Your instructions:
Copy the line containing "In the picture above, where can the red plastic", then all lines after it up to and including the final line of the material, exactly and without additions.
☆ ☆ ☆
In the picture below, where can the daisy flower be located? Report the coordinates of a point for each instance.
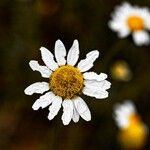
(128, 19)
(67, 82)
(133, 132)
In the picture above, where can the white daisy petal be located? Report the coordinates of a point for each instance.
(97, 85)
(94, 76)
(73, 53)
(43, 101)
(97, 93)
(87, 63)
(38, 87)
(55, 107)
(48, 58)
(121, 28)
(67, 111)
(75, 116)
(122, 113)
(60, 52)
(141, 38)
(45, 72)
(82, 108)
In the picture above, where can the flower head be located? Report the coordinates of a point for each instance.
(133, 131)
(67, 82)
(131, 19)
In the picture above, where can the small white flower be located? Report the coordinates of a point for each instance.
(128, 19)
(67, 82)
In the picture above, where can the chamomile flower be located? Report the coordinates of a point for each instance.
(133, 132)
(66, 82)
(128, 19)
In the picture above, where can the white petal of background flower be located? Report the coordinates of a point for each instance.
(86, 64)
(99, 85)
(73, 53)
(45, 72)
(82, 108)
(55, 107)
(38, 87)
(120, 27)
(97, 93)
(48, 58)
(60, 53)
(43, 101)
(141, 38)
(94, 76)
(67, 111)
(75, 116)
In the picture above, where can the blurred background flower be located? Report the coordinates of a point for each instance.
(25, 26)
(132, 132)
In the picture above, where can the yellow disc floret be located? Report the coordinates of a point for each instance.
(134, 136)
(66, 81)
(135, 23)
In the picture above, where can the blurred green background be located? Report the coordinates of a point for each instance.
(25, 26)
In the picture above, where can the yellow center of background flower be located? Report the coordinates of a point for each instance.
(66, 81)
(135, 23)
(134, 136)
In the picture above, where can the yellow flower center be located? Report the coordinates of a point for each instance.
(134, 136)
(66, 81)
(135, 23)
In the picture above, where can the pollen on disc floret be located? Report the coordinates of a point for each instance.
(66, 81)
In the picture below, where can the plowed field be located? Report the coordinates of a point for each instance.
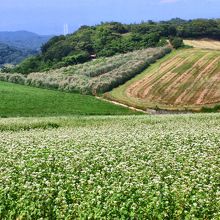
(184, 79)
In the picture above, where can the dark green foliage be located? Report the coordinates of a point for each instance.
(108, 39)
(13, 55)
(23, 101)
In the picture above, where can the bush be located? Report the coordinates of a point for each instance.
(176, 42)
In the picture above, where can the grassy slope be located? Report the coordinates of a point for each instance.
(119, 94)
(18, 100)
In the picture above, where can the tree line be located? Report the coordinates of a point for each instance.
(110, 38)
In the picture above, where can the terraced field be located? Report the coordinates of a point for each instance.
(204, 44)
(185, 79)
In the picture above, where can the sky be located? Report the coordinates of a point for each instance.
(49, 16)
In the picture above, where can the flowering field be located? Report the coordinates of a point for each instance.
(117, 167)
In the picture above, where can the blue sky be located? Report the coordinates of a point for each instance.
(49, 16)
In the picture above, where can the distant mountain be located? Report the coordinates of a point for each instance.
(13, 55)
(18, 45)
(23, 39)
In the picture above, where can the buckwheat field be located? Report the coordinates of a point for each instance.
(117, 167)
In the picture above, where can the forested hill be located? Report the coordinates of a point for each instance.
(111, 38)
(13, 55)
(23, 39)
(17, 46)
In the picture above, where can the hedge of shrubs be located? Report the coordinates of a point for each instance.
(93, 77)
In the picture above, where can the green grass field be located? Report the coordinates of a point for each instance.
(110, 167)
(21, 101)
(185, 79)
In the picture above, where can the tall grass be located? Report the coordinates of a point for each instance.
(92, 77)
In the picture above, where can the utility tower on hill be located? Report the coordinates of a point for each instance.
(65, 29)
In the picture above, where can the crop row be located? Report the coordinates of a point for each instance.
(112, 168)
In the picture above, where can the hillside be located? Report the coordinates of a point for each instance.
(24, 101)
(19, 45)
(118, 167)
(13, 55)
(23, 39)
(108, 39)
(93, 77)
(184, 80)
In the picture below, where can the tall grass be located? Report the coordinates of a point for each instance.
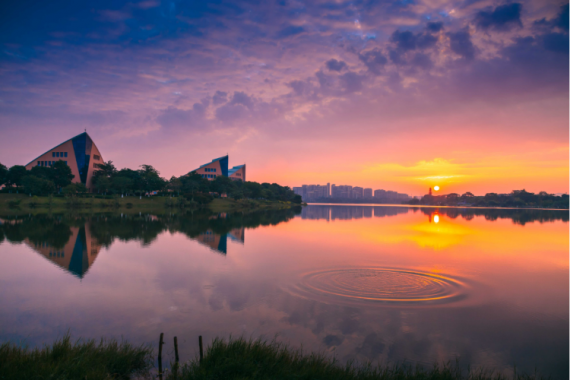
(253, 360)
(81, 360)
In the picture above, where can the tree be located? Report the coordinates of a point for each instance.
(15, 175)
(103, 184)
(3, 174)
(151, 179)
(37, 186)
(61, 174)
(175, 184)
(122, 184)
(106, 169)
(74, 188)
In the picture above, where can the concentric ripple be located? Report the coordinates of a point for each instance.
(381, 285)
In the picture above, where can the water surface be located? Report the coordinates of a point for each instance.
(387, 284)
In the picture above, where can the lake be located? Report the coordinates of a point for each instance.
(388, 284)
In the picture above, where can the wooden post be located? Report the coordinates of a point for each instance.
(160, 343)
(201, 349)
(176, 358)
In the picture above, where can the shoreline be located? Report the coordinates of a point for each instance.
(432, 206)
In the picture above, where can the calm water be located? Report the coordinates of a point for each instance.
(388, 284)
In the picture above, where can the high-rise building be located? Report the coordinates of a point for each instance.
(357, 192)
(79, 153)
(342, 191)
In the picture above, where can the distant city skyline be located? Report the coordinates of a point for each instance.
(405, 95)
(328, 191)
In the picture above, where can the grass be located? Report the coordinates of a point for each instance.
(81, 360)
(256, 360)
(236, 359)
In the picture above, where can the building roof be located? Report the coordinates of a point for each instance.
(84, 133)
(235, 169)
(214, 160)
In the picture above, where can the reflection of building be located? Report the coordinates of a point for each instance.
(76, 256)
(219, 242)
(317, 212)
(79, 153)
(313, 192)
(219, 167)
(237, 173)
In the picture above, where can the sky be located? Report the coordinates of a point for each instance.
(402, 95)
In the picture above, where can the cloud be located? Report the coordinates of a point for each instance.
(192, 119)
(434, 27)
(289, 31)
(220, 97)
(374, 60)
(460, 43)
(409, 41)
(502, 18)
(334, 65)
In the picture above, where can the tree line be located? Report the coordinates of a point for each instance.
(107, 179)
(517, 198)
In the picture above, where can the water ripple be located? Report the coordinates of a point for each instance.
(380, 285)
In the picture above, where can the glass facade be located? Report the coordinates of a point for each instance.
(82, 146)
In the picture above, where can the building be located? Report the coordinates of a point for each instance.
(219, 167)
(313, 192)
(79, 153)
(237, 173)
(341, 191)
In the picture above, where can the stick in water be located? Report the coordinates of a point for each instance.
(201, 349)
(176, 358)
(160, 343)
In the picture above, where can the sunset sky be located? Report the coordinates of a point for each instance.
(469, 95)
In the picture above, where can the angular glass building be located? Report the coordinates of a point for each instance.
(79, 153)
(219, 167)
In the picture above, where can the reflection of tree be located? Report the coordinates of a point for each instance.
(106, 227)
(39, 229)
(518, 216)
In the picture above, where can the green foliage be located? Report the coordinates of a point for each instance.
(257, 360)
(3, 174)
(15, 175)
(74, 189)
(82, 360)
(37, 186)
(517, 198)
(14, 203)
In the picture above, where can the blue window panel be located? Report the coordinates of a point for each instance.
(82, 147)
(224, 166)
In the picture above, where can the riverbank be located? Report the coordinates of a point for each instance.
(236, 359)
(20, 202)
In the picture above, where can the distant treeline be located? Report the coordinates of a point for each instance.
(42, 180)
(517, 198)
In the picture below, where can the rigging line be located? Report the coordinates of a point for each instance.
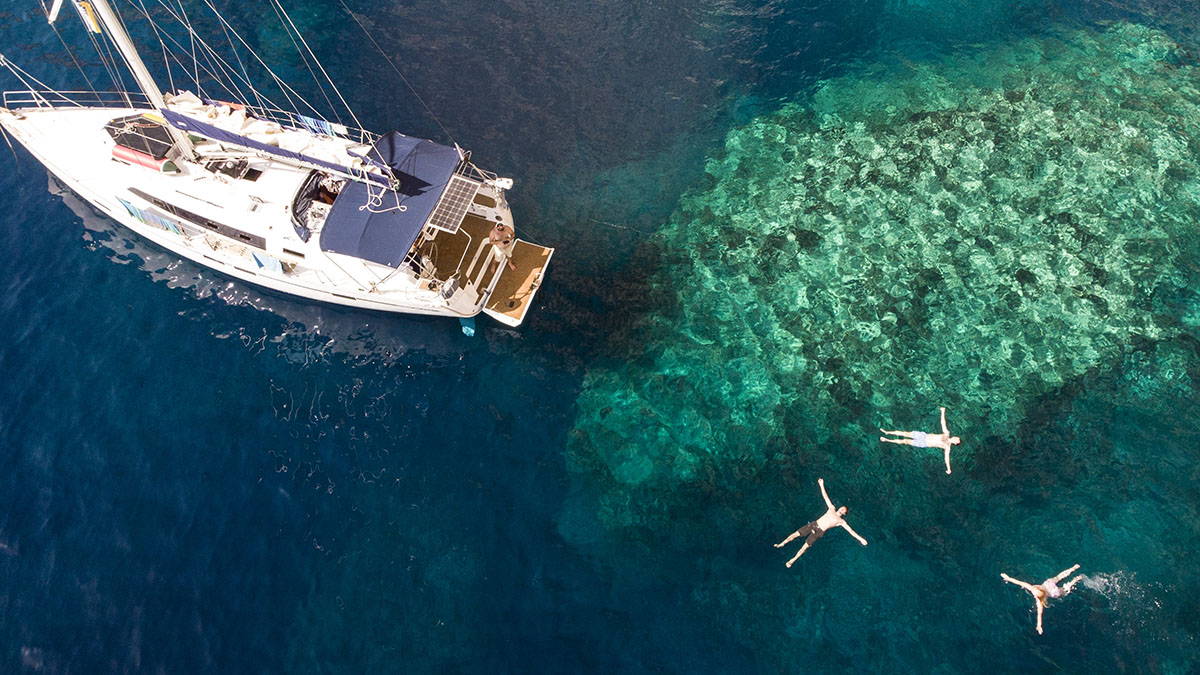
(397, 72)
(167, 53)
(355, 118)
(177, 43)
(154, 27)
(303, 58)
(100, 53)
(197, 66)
(214, 70)
(243, 66)
(70, 52)
(279, 81)
(106, 40)
(191, 34)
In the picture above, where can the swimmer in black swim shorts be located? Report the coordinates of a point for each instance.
(815, 530)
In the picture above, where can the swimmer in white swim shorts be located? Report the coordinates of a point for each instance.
(922, 440)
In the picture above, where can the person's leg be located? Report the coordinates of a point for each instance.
(798, 554)
(1069, 585)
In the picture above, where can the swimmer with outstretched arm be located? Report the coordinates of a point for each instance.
(1047, 590)
(922, 440)
(814, 530)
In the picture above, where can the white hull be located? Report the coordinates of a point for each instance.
(73, 145)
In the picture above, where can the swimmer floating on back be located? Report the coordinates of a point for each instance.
(922, 440)
(814, 530)
(1045, 590)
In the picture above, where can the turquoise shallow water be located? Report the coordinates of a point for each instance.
(779, 226)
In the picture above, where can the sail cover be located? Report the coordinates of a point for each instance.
(225, 136)
(383, 230)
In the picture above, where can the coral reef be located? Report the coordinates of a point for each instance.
(973, 232)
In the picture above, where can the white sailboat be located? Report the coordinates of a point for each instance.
(285, 201)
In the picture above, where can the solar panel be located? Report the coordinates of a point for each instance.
(453, 207)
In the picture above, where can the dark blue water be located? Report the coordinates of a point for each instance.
(203, 477)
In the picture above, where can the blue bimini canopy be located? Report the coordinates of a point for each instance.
(383, 230)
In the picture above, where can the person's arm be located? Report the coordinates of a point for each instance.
(1018, 581)
(1065, 573)
(823, 494)
(846, 526)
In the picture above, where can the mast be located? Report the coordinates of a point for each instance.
(108, 17)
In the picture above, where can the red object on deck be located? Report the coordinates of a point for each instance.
(131, 156)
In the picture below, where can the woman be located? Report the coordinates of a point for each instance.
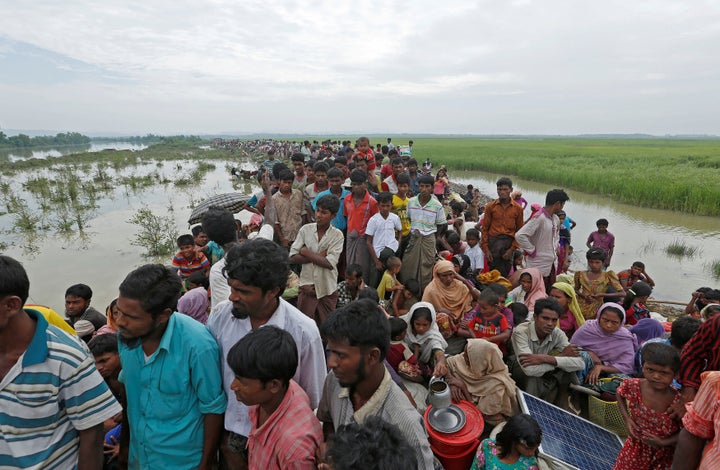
(424, 339)
(480, 376)
(449, 293)
(608, 347)
(595, 286)
(572, 317)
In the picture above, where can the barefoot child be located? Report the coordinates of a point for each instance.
(488, 323)
(643, 403)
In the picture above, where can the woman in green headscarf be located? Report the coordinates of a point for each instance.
(572, 317)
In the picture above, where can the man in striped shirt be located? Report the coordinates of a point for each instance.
(52, 399)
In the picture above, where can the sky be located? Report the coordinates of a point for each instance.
(384, 67)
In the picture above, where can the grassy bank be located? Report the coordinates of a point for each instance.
(674, 174)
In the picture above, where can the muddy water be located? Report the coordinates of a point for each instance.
(641, 234)
(101, 256)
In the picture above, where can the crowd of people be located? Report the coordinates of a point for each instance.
(307, 337)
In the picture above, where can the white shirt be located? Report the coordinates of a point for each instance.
(311, 372)
(383, 231)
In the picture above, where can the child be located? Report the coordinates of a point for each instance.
(635, 273)
(187, 260)
(634, 303)
(405, 299)
(514, 447)
(194, 303)
(488, 323)
(399, 351)
(284, 431)
(601, 238)
(531, 288)
(399, 208)
(594, 287)
(383, 236)
(643, 403)
(474, 252)
(389, 283)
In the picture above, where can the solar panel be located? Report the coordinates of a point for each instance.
(571, 439)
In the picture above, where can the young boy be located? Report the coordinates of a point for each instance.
(488, 322)
(601, 238)
(398, 351)
(187, 260)
(474, 252)
(284, 431)
(383, 236)
(405, 299)
(636, 273)
(317, 248)
(389, 283)
(399, 208)
(290, 210)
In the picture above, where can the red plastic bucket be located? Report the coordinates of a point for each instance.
(460, 441)
(458, 461)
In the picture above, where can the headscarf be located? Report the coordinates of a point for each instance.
(194, 303)
(615, 349)
(431, 339)
(573, 305)
(537, 289)
(646, 329)
(455, 298)
(487, 377)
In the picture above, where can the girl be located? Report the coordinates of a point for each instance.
(571, 318)
(595, 286)
(608, 347)
(643, 403)
(441, 182)
(425, 341)
(634, 302)
(531, 288)
(514, 448)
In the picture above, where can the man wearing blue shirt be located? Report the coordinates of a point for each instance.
☆ ☆ ☆
Answer:
In the picture above, where can the red plastic bucket be located? Report the coordinates of a point for each instance.
(460, 441)
(458, 461)
In the picture above, where can the headscarf be located? Report the coordinates of a point for each instance.
(194, 303)
(615, 349)
(431, 339)
(573, 305)
(537, 289)
(646, 329)
(455, 298)
(487, 377)
In the picture above, where can the girl be located? Report the coordinates of a point for each instance.
(571, 318)
(595, 286)
(608, 347)
(643, 403)
(441, 182)
(425, 341)
(634, 302)
(531, 288)
(514, 448)
In the picture above, where can the man wearing blue shirt be located? Report the coordinates of a point for each instance.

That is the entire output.